Show every line of the data below that contains the word "green", copying each such line in full.

- **Data shown**
-- BEGIN --

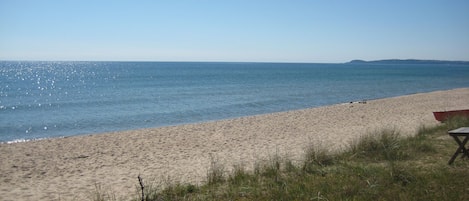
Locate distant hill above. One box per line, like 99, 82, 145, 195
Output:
348, 59, 469, 65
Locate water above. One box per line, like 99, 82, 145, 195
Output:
0, 61, 469, 142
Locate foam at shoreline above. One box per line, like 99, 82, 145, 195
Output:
0, 88, 469, 200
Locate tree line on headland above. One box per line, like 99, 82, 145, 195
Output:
348, 59, 469, 65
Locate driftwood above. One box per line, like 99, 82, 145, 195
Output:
137, 175, 145, 201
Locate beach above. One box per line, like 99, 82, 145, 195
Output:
0, 88, 469, 200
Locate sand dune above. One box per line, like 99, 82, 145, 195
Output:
0, 88, 469, 200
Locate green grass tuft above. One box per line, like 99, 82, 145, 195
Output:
96, 118, 469, 201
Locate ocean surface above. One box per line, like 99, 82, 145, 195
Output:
0, 61, 469, 143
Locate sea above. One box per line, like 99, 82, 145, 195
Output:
0, 61, 469, 143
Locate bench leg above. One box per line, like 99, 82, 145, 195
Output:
448, 136, 469, 165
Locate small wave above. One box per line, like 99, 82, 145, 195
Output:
0, 136, 64, 144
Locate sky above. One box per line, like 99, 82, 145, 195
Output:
0, 0, 469, 63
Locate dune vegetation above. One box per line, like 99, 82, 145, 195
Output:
93, 118, 469, 201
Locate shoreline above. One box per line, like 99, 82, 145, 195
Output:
0, 88, 469, 200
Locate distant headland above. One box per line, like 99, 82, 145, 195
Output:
347, 59, 469, 65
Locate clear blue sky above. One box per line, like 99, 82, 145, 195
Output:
0, 0, 469, 62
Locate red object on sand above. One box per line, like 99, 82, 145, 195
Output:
433, 109, 469, 121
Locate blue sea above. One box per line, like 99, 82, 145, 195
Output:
0, 61, 469, 143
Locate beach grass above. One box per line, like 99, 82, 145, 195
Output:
96, 118, 469, 201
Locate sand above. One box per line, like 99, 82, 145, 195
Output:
0, 88, 469, 200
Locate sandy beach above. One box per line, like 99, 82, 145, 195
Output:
0, 88, 469, 200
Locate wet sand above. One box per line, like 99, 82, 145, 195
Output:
0, 88, 469, 200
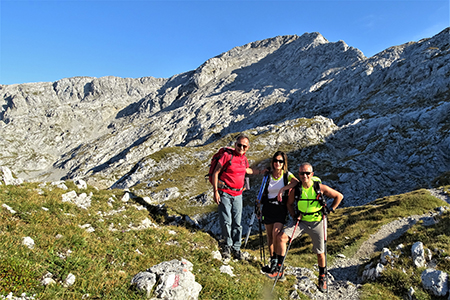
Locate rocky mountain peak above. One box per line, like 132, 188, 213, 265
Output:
0, 28, 450, 205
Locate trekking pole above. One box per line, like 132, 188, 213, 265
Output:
244, 176, 268, 248
272, 219, 300, 293
323, 214, 328, 300
258, 218, 266, 266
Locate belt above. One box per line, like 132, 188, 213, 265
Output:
217, 180, 244, 192
267, 198, 284, 205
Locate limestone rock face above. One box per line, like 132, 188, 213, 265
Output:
0, 28, 450, 205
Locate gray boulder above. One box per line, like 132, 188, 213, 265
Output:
131, 259, 202, 300
411, 242, 426, 268
420, 269, 448, 297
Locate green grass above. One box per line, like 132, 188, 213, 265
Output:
0, 182, 450, 299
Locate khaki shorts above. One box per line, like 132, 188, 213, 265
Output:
284, 220, 325, 254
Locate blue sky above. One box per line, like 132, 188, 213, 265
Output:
0, 0, 450, 84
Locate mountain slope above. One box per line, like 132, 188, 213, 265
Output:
0, 28, 450, 205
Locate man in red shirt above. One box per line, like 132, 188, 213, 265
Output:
212, 134, 260, 259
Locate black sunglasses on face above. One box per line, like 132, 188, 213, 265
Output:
298, 172, 312, 176
236, 143, 248, 149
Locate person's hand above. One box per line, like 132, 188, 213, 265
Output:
323, 205, 334, 215
277, 187, 284, 202
214, 191, 220, 205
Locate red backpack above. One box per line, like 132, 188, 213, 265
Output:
205, 147, 234, 184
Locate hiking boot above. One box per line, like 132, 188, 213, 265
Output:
222, 246, 231, 259
232, 249, 244, 260
266, 265, 286, 281
261, 258, 278, 273
261, 265, 271, 273
319, 274, 328, 293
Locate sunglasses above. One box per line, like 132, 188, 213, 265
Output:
236, 143, 248, 149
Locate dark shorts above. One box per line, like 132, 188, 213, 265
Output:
262, 203, 288, 224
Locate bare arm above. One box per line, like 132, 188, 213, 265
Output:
277, 177, 299, 202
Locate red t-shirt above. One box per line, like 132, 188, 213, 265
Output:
218, 150, 249, 196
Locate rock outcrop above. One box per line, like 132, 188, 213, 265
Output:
0, 28, 450, 205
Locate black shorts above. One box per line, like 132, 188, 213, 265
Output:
262, 203, 288, 224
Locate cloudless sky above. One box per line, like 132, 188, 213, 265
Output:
0, 0, 450, 84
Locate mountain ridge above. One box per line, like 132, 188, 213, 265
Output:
0, 28, 450, 205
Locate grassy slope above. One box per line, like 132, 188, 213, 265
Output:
0, 182, 450, 299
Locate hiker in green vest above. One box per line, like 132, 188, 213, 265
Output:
267, 163, 344, 292
258, 151, 299, 273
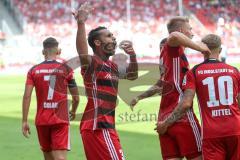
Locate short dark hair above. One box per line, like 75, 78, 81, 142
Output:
159, 38, 167, 47
167, 16, 189, 33
202, 34, 221, 50
88, 26, 107, 50
43, 37, 58, 49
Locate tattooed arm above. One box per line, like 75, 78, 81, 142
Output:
237, 93, 240, 108
130, 80, 162, 110
155, 89, 195, 135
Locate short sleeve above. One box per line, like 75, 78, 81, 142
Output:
237, 71, 240, 94
182, 70, 196, 90
118, 66, 127, 79
81, 56, 97, 76
26, 70, 34, 85
66, 69, 77, 88
163, 44, 184, 57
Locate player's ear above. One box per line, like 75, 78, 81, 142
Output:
219, 47, 222, 54
93, 39, 101, 46
57, 48, 62, 55
42, 49, 45, 55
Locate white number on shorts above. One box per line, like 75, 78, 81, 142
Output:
202, 76, 233, 107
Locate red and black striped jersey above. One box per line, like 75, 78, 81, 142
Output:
80, 55, 119, 130
26, 60, 76, 125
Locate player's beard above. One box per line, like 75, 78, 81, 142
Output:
102, 42, 117, 57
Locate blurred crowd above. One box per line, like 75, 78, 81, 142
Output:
184, 0, 240, 48
9, 0, 240, 51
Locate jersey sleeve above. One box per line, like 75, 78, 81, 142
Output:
66, 69, 77, 88
182, 70, 196, 90
163, 44, 184, 57
118, 66, 127, 79
26, 70, 34, 85
81, 56, 97, 76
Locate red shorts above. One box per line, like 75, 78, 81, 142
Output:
203, 136, 240, 160
81, 129, 125, 160
36, 124, 70, 152
159, 120, 202, 159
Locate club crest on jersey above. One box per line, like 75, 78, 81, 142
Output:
104, 73, 118, 80
182, 75, 187, 86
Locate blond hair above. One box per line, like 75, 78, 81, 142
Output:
167, 16, 189, 33
202, 34, 222, 50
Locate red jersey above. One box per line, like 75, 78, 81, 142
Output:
158, 44, 189, 121
80, 56, 119, 130
26, 61, 76, 125
183, 59, 240, 139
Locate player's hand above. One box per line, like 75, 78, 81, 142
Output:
130, 97, 139, 111
119, 40, 135, 55
22, 122, 31, 138
198, 42, 211, 55
154, 121, 168, 135
69, 111, 76, 121
72, 2, 93, 23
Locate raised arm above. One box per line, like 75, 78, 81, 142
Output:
69, 86, 79, 120
22, 84, 33, 138
130, 80, 162, 110
120, 40, 138, 80
237, 93, 240, 108
167, 32, 211, 54
73, 2, 92, 66
156, 89, 195, 135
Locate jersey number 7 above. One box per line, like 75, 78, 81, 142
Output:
44, 75, 56, 100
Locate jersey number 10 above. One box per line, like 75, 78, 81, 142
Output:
202, 76, 233, 107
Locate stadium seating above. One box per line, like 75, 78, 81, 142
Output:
6, 0, 240, 53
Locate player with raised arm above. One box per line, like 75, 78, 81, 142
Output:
73, 3, 138, 160
157, 34, 240, 160
130, 17, 210, 160
130, 38, 168, 107
22, 37, 79, 160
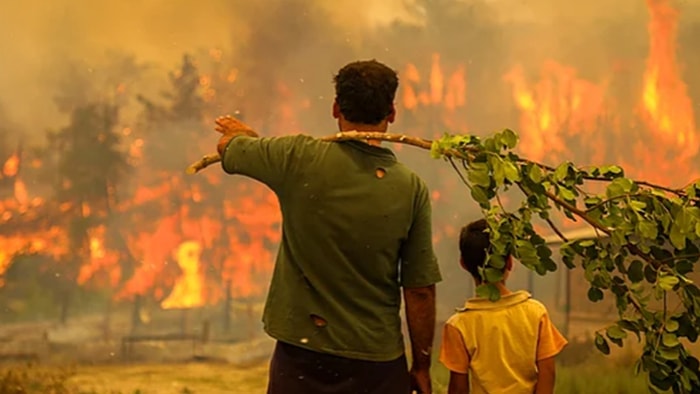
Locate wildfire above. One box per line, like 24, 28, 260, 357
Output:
2, 154, 19, 177
0, 0, 700, 309
161, 241, 204, 309
505, 61, 605, 165
641, 0, 698, 159
401, 53, 467, 137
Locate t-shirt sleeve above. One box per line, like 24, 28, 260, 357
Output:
537, 312, 568, 361
440, 323, 469, 374
400, 182, 442, 287
221, 135, 313, 192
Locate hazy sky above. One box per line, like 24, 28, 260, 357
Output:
0, 0, 680, 140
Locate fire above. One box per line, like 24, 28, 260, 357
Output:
401, 53, 468, 138
505, 0, 700, 186
505, 61, 605, 161
641, 0, 698, 159
0, 0, 700, 309
2, 154, 19, 177
161, 241, 204, 309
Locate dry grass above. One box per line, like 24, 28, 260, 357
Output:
0, 344, 647, 394
67, 363, 267, 394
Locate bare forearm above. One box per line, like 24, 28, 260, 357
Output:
447, 372, 469, 394
404, 285, 435, 369
216, 129, 258, 157
535, 358, 556, 394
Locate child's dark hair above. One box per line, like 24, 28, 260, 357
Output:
459, 219, 490, 280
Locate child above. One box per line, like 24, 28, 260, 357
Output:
440, 219, 567, 394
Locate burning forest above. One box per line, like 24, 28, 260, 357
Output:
0, 0, 700, 374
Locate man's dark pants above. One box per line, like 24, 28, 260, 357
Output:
267, 342, 410, 394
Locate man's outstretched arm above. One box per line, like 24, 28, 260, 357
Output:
216, 116, 313, 194
214, 116, 258, 157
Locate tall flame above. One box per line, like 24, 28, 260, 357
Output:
161, 241, 204, 309
505, 61, 605, 162
641, 0, 699, 159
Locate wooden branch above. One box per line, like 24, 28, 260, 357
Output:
185, 131, 433, 174
185, 131, 700, 205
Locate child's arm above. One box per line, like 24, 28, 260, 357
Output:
535, 357, 556, 394
440, 322, 469, 394
535, 312, 567, 394
447, 371, 469, 394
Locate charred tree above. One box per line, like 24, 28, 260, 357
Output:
45, 103, 128, 322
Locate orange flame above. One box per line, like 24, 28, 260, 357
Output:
161, 241, 204, 309
505, 61, 605, 161
2, 154, 19, 177
641, 0, 699, 160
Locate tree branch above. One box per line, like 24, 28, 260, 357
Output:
186, 131, 700, 203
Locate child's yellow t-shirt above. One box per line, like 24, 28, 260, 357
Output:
440, 291, 567, 394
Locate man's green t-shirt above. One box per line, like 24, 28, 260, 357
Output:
222, 135, 441, 361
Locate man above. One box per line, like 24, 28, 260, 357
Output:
217, 60, 441, 394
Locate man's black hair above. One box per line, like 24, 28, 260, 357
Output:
333, 59, 399, 125
459, 219, 490, 280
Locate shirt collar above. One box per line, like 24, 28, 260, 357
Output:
343, 140, 396, 161
457, 290, 532, 312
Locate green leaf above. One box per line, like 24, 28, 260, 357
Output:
637, 220, 659, 239
503, 161, 520, 182
661, 333, 681, 347
605, 325, 627, 339
644, 265, 658, 283
595, 333, 610, 355
484, 156, 506, 186
659, 275, 679, 291
578, 239, 595, 248
554, 162, 571, 182
629, 200, 647, 212
600, 166, 624, 178
605, 178, 634, 198
471, 186, 491, 209
666, 319, 680, 332
501, 129, 518, 149
559, 187, 576, 201
627, 260, 644, 283
528, 164, 544, 183
484, 267, 503, 283
430, 140, 443, 159
487, 254, 506, 270
676, 260, 693, 275
476, 283, 501, 302
588, 287, 603, 302
668, 221, 686, 250
467, 163, 491, 187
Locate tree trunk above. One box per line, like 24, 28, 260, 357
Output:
131, 294, 141, 333
223, 280, 232, 334
60, 287, 73, 325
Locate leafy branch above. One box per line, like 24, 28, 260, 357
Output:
188, 129, 700, 393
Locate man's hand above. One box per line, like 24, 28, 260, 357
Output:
411, 368, 433, 394
214, 115, 258, 156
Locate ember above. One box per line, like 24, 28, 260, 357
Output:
0, 0, 700, 354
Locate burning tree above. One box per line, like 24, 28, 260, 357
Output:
45, 104, 128, 322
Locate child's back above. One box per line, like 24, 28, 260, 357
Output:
440, 220, 567, 394
440, 291, 566, 394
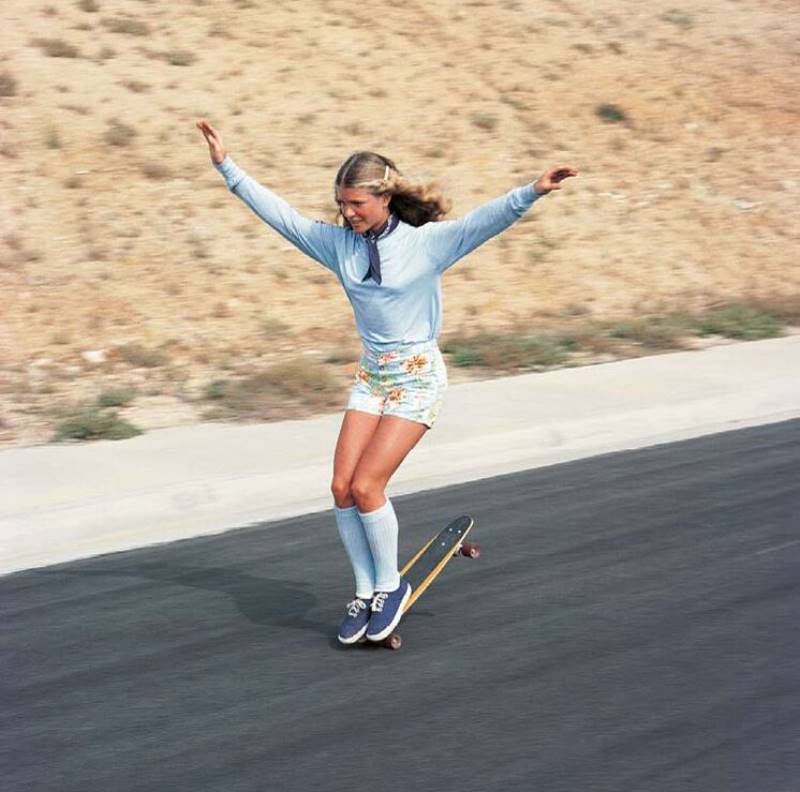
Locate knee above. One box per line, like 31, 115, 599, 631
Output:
350, 475, 383, 511
331, 478, 355, 509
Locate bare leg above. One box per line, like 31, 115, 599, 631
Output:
331, 410, 381, 509
350, 415, 428, 513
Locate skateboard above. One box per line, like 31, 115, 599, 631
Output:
381, 517, 481, 649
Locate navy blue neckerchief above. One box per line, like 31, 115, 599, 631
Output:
361, 214, 400, 285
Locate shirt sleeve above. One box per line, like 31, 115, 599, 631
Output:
214, 157, 346, 275
420, 184, 542, 272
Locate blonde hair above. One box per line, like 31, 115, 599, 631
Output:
333, 151, 451, 227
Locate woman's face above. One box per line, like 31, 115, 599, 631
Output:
336, 187, 391, 234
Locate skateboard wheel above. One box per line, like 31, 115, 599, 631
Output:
383, 633, 403, 649
461, 542, 481, 558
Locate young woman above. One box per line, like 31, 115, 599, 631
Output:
197, 120, 577, 644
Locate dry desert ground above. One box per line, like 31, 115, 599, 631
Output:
0, 0, 800, 446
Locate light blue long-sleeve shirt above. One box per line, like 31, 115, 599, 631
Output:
215, 157, 541, 348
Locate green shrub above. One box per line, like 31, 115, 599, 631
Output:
53, 407, 142, 442
33, 38, 80, 58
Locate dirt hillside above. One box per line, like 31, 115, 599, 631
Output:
0, 0, 800, 445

-- END --

- **Final result**
Locate green grass tuft above. One box per line, like 99, 82, 145, 195
Locate green grass above. One box per line, like 132, 188, 213, 265
Locate hiker in green vest above. One box per line, like 132, 188, 213, 265
Locate man's green t-shirt above. One box per line, like 24, 28, 260, 357
Locate green leaf above. One box per line, like 24, 28, 260, 357
Locate green shrub above. One box per line, like 31, 115, 599, 631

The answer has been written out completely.